REQUIRED TASKS –
a – Revise the White Rock Operations Building passage between "The White Rock" and "street washing vehicles.", inclusive, replacing "operations facility" with "maintenance facility".
b – According to the White Rock Operations Building passage, how many field staff does the building house?
c – Continue the White Rock Operations Building passage from its final sentence.

PROVIDED PASSAGE –
"""

Key Sustainability Features:

  • Stormwater collection system resulted in the elimination of over 1.5 million L of potable water used each year, a savings of 90% of site water use
  • Potable water consumption is reduced by 88% (over 1.7 million L/year)
  • 60% more efficient than the MNECB
  • 5% energy from renewable technologies
  • A water source heat pump reduces the building's annual GHG emissions by more than 5,000 kg of CO2- equivalents
  • 98% construction waste diversion or 467,670 tonnes
  • 31% of building materials were selected from local manufacturers. Of those materials, 75% were harvested within 800 km of the site
  • Daylight for over 75% of spaces and views for over 90%

The White Rock Operations Building is a combination office building and operations facility that houses nine full-time staff and 18 field staff. This facility is also the base for the city's fleet of civic utility and street washing vehicles.

"""

Data listing:
"""

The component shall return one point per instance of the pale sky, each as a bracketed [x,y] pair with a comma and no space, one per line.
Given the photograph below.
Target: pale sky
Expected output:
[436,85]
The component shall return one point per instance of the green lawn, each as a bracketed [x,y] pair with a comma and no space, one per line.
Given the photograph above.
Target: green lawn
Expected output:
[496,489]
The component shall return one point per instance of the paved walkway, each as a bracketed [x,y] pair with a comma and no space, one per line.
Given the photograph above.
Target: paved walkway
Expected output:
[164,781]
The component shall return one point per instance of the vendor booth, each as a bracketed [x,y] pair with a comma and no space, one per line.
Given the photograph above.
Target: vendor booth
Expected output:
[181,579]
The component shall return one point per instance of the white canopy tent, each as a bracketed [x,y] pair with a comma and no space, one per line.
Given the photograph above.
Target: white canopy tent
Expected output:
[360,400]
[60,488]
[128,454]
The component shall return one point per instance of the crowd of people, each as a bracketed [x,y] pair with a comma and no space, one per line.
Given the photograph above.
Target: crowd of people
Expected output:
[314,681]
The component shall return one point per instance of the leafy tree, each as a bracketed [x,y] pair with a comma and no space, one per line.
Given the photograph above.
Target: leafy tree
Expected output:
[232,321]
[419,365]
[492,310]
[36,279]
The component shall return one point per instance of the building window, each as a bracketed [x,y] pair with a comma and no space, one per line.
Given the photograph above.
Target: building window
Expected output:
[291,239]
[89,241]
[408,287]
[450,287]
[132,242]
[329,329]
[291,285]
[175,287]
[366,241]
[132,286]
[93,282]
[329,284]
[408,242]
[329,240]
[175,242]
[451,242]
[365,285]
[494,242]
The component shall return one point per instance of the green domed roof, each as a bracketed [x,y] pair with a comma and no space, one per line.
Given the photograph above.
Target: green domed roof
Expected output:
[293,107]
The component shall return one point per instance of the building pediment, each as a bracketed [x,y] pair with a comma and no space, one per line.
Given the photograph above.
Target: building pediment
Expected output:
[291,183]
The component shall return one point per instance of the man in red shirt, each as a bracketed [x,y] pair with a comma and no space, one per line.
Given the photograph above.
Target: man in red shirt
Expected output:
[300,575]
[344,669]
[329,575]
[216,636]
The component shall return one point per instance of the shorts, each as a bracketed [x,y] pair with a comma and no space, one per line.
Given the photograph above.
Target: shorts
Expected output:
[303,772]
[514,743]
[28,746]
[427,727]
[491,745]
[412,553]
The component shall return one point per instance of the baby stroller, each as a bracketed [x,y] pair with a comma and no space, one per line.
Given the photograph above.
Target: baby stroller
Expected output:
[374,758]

"""

RESPONSE LIST –
a –
The White Rock Operations Building is a combination office building and maintenance facility that houses nine full-time staff and 18 field staff. This facility is also the base for the city's fleet of civic utility and street washing vehicles.

b – It houses 18 field staff.

c –
This building capitalizes on its unique location on top of a decommissioned sewage treatment facility to push the boundaries of stormwater reuse. Storm drainage lines were redirected into a decommissioned settling pond that provides a storage capacity of 400,000 L. Recycled rainwater is used for irrigation, flushing toilets, washing municipal vehicles, and filling street-washing vehicles. This system eliminates the use of potable water to wash civic utility vehicles and city streets, saving over 2 million litres of water/year. Waterless urinals, dual-flush toilets, and low-flow faucets contribute to a reduction in building water usage of over 30%. Stormwater runoff is reduced by 26% using a green roof, landscaping, a grass pave parking lot, and a collection tank.

To reduce resource consumption use, a storage tank from the sewage treatment facility was reused as the foundation of the building. Salvaged materials include heavy timbers, wood decking, and insulation. The structure was constructed out of EcoSmart concrete containing 40% fly-ash content, and 98% of demolition and construction waste was diverted from landfill.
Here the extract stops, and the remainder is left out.